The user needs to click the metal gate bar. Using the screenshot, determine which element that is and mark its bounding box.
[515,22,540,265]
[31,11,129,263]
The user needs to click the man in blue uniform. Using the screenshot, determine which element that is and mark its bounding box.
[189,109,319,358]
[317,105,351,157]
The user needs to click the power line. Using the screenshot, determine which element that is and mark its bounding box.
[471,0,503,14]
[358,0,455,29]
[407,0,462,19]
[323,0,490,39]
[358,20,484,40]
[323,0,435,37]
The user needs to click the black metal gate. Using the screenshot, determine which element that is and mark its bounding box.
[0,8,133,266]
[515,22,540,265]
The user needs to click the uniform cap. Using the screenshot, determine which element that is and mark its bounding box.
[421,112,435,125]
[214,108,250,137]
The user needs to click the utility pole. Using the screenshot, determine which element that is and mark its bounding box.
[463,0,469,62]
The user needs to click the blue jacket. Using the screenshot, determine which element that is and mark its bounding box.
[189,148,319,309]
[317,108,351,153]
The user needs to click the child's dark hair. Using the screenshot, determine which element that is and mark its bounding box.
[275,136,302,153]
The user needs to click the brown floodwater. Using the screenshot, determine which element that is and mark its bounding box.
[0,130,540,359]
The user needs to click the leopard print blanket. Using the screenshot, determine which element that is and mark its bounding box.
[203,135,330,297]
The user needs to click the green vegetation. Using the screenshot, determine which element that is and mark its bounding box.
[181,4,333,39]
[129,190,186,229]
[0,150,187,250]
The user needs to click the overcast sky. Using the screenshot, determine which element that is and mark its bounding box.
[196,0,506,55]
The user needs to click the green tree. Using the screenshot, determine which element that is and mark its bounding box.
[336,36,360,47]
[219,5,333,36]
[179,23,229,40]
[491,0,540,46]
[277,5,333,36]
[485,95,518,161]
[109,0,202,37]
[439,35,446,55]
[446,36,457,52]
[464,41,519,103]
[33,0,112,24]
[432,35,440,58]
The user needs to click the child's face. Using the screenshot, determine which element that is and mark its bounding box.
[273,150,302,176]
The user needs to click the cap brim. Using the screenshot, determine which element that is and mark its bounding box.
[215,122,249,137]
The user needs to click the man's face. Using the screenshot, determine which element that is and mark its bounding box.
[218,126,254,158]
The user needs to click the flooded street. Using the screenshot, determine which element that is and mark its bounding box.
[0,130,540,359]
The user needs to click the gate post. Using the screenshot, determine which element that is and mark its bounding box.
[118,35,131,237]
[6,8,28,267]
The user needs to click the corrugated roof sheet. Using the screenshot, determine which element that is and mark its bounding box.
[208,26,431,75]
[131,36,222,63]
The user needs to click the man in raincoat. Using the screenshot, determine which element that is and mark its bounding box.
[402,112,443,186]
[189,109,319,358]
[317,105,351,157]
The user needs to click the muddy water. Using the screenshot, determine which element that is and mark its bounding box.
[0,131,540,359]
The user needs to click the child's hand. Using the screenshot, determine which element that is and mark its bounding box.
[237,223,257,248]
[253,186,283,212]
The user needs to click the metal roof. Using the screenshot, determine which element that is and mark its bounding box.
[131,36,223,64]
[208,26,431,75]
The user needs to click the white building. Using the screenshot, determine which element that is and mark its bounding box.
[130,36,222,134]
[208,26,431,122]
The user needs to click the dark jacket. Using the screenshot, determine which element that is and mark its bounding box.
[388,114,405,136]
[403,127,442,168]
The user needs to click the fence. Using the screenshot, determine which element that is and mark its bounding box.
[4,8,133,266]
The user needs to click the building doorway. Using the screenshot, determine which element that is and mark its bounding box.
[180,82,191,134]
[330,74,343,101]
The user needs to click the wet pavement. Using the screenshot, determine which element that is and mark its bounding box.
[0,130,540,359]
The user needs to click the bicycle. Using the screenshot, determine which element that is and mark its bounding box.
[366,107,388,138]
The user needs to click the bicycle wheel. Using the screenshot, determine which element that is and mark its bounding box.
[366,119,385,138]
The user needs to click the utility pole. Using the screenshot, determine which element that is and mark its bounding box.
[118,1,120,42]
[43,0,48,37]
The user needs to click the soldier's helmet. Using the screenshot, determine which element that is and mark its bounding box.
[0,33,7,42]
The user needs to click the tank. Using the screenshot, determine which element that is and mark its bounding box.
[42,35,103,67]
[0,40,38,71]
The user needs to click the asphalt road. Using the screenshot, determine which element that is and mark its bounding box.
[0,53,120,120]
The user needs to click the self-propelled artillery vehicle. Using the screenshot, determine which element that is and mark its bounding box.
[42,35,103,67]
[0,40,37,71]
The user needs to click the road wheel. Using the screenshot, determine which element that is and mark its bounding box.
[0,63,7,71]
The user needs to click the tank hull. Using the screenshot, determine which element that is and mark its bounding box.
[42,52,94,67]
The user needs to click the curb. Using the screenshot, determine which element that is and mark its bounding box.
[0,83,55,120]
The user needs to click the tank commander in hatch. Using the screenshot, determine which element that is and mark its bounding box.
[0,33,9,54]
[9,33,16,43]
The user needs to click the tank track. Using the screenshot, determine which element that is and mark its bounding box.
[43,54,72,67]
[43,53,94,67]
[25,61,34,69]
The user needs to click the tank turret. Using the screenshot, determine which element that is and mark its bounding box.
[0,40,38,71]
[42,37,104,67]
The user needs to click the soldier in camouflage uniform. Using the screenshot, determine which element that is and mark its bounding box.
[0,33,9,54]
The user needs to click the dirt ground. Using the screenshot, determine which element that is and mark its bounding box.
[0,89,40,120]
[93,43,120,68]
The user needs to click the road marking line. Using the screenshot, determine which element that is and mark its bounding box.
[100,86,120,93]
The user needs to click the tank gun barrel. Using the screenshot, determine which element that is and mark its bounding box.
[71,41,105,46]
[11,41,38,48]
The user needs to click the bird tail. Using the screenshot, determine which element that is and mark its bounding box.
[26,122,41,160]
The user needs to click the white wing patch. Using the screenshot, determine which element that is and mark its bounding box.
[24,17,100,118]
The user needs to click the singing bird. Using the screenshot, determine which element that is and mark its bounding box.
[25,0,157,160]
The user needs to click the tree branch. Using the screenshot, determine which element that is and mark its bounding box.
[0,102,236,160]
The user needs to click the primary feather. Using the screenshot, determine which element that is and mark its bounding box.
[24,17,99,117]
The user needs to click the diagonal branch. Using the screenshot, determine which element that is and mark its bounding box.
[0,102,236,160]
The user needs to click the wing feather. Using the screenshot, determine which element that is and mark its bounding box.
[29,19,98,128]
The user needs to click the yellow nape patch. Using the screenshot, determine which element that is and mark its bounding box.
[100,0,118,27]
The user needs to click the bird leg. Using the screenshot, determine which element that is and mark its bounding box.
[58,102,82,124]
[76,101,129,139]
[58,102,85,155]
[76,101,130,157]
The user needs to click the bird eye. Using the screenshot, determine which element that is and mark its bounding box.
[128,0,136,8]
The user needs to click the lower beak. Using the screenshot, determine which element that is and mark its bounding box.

Problem description. Copy all of the material above word for word, with nothing changed, added, or left out.

Answer for this exercise.
The user needs to click the metal gate bar. Using the screenshot, determine which element that is and mark its bounding box.
[515,22,540,265]
[31,11,129,263]
The user needs to click the man in blue uniform. Using the screenshot, determine which element that is and mark its bounding box.
[189,109,319,358]
[317,105,351,157]
The user needs to click the power line. Using the screenshot, determine which element that is and mark its bounding box.
[471,0,503,14]
[358,0,455,29]
[407,0,462,19]
[323,0,490,39]
[358,20,484,40]
[323,0,435,37]
The user needs to click the black metal gate. Using the screenshot, determine which element that is and mark its bounding box.
[0,8,133,266]
[515,22,540,265]
The user needs to click the uniform cap. Using the screenshot, determine which element that is and mark its bounding box.
[421,112,435,125]
[214,108,250,137]
The user needs to click the utility pole. Using the screenshot, determine which element that is and mark its bounding box.
[463,0,469,62]
The user needs to click the blue jacket. Using the screenshot, determine which element that is and mark its bounding box.
[189,148,319,309]
[317,108,351,153]
The user needs to click the child's dark hair. Using the screenshot, determine which element that is and mark its bounding box.
[275,136,302,153]
The user needs to click the brown floodwater. Using the screenshot, determine which element that is and mark its bounding box.
[0,130,540,359]
The user needs to click the leopard print blanket. Using the screenshot, determine which element that is and mark its bounding box.
[203,135,330,297]
The user needs to click the green vegetation. Using the screenshot, determine which element that is and mark its bounding box.
[181,4,333,39]
[129,190,186,229]
[0,150,187,250]
The user needs to click the overcast sky. Using the screenshot, determine which element that is and mark its bounding box.
[196,0,506,55]
The user needs to click the green tree. Using the screenshot, determine which element that is and mark its bounding box.
[336,36,360,47]
[219,5,333,36]
[179,23,229,40]
[491,0,540,46]
[277,5,333,36]
[485,95,518,161]
[109,0,202,37]
[439,35,446,55]
[446,36,457,52]
[464,41,519,103]
[33,0,112,24]
[432,35,440,58]
The user needs to click the child's face. Using the screenshot, determine which element that is and mark its bounding box.
[273,150,302,176]
The user needs to click the cap brim. Using the screenshot, determine which element that is and mark its bounding box.
[215,122,249,137]
The user needs to click the man's face. Using the screenshot, determine which element that is and mark its bounding box.
[218,126,254,158]
The user needs to click the flooded street. Using the screenshot, determine which element that is and mark its bounding box.
[0,130,540,359]
The user needs to click the gate post. Using the screenshot, determine which element that is and mark its bounding box.
[118,35,131,237]
[6,8,28,267]
The user needs to click the corrugated roof sheet. Using the screenshot, determine which element that is and mark its bounding box.
[208,26,431,75]
[131,36,222,63]
The user needs to click the man in raincoat. Using the screenshot, determine which element that is and mark its bounding box.
[402,112,443,186]
[189,109,319,358]
[317,105,351,157]
The user needs to click the muddy water. Using the screenshot, determine which element that is and mark its bounding box.
[0,131,540,359]
The user needs to click the child's hand. Using the screenshot, determine which element that is and mark its bounding box.
[237,223,257,248]
[253,186,283,212]
The user needs to click the metal roof. Using the screenshot, determine which element that is and mark its bounding box.
[131,36,223,64]
[208,26,431,75]
The user needs to click the white building. Using the screenshot, determine which element that is and mark its bounding box.
[130,36,222,134]
[208,26,431,122]
The user needs to click the dark jacket. Using the screenshot, determine which element that is and mark its bounding box.
[388,114,405,136]
[403,127,442,168]
The user needs to click the fence. Using the screenshot, determine which element that is and mark its bounding box.
[4,8,133,266]
The user needs to click the building doorway. Using the screenshot, determine which element that is and mark its bounding box.
[180,82,191,134]
[330,74,343,101]
The user needs to click the wet pavement. Using the screenshot, determine which element that is and mark its bounding box.
[0,130,540,359]
The user needs to click the bicycle. Using the screenshot, determine which element that is and mark its bounding box.
[366,107,388,138]
The user needs to click the bicycle wheel. Using the screenshot, determine which element that is and mark its bounding box.
[366,119,385,138]
The user needs to click the utility pole. Using the screenshot, determine which element that is and mark its bounding box.
[118,1,120,42]
[43,0,48,37]
The user needs to click the soldier's helmet. Using the screenshot, determine which element that is and mark its bounding box.
[0,33,7,42]
The user needs to click the tank. Using the screenshot, determine which element that is and mark its bounding box.
[42,35,103,67]
[0,40,38,71]
The user needs to click the asphalt road. Using the screenshot, determine which element that is and mark its bounding box.
[0,53,120,120]
The user needs to click the self-propelled artillery vehicle. Using the screenshot, determine which element that is and mark its bounding box.
[42,35,103,67]
[0,40,37,71]
The user needs to click the road wheel. Using the screenshot, determine which element that is and mark its bounding box.
[0,63,7,71]
The user needs to click the tank hull. Using the screenshot, determine which element that is and mark its bounding box.
[42,52,94,67]
The user needs to click the curb. Using the screenshot, determine which element that is and mark its bounding box.
[0,83,55,120]
The user needs to click the tank commander in hatch. Using the screenshot, determine which element that is and mark its bounding box.
[0,33,9,54]
[9,33,16,43]
The user needs to click the tank track. Using the screenshot, determine which element that is and mark its bounding box.
[43,54,72,67]
[43,53,94,67]
[25,61,34,69]
The user needs to click the tank turret. Using the screenshot, determine which element that is and mark its bounding box.
[0,40,38,71]
[42,37,104,67]
The user needs to click the soldier in camouflage uniform. Using the screenshot, determine which element that is and mark its bounding box.
[0,33,9,54]
The user needs to click the dirt ground. Using the screenshot, determine which element that is and mark its bounding box.
[0,89,40,120]
[93,43,120,68]
The user needs to click the road marking line. Using the screenshot, determine which element that is and mark its bounding box.
[100,86,120,93]
The user needs to click the tank gun barrel. Using the screenshot, determine which element that is and mark its bounding box.
[71,41,105,46]
[11,41,38,48]
The user needs to click the bird tail. Using the screenshot, determine which element that is and mark its bounding box.
[26,122,41,160]
The user needs to click the white wing patch. Using the screenshot, determine which element that is and mark its bounding box.
[24,17,100,118]
The user needs to click the singing bird. Using the screenshot, determine which element that is and mark its bounding box.
[25,0,157,160]
The user needs to click the tree branch. Using the screenshot, determine which element that is and mark its bounding box.
[0,102,236,160]
The user needs to click the primary feather. Using the screenshot, determine which element that is and mark its bounding box.
[24,17,99,117]
The user needs to click the diagonal branch. Using the screenshot, determine which element that is and mark its bounding box.
[0,102,236,160]
The user needs to click the wing feather. Using the screenshot, determine which element that is and mark its bounding box.
[29,19,98,128]
The user needs to click the yellow nape patch. Using the screenshot, determine which element that is and mark its bounding box.
[100,0,118,27]
The user needs to click the bird leg. Using the screenshot, determine which element that is and mark its bounding box.
[58,102,82,124]
[76,101,129,139]
[58,102,85,155]
[76,101,130,157]
The user needs to click the bird eye. Using the screenshot, determine which element that is and mark its bounding box.
[128,0,136,8]
The user needs to click the lower beak. Using the screenshot, determine which element that is and mark its bounding box.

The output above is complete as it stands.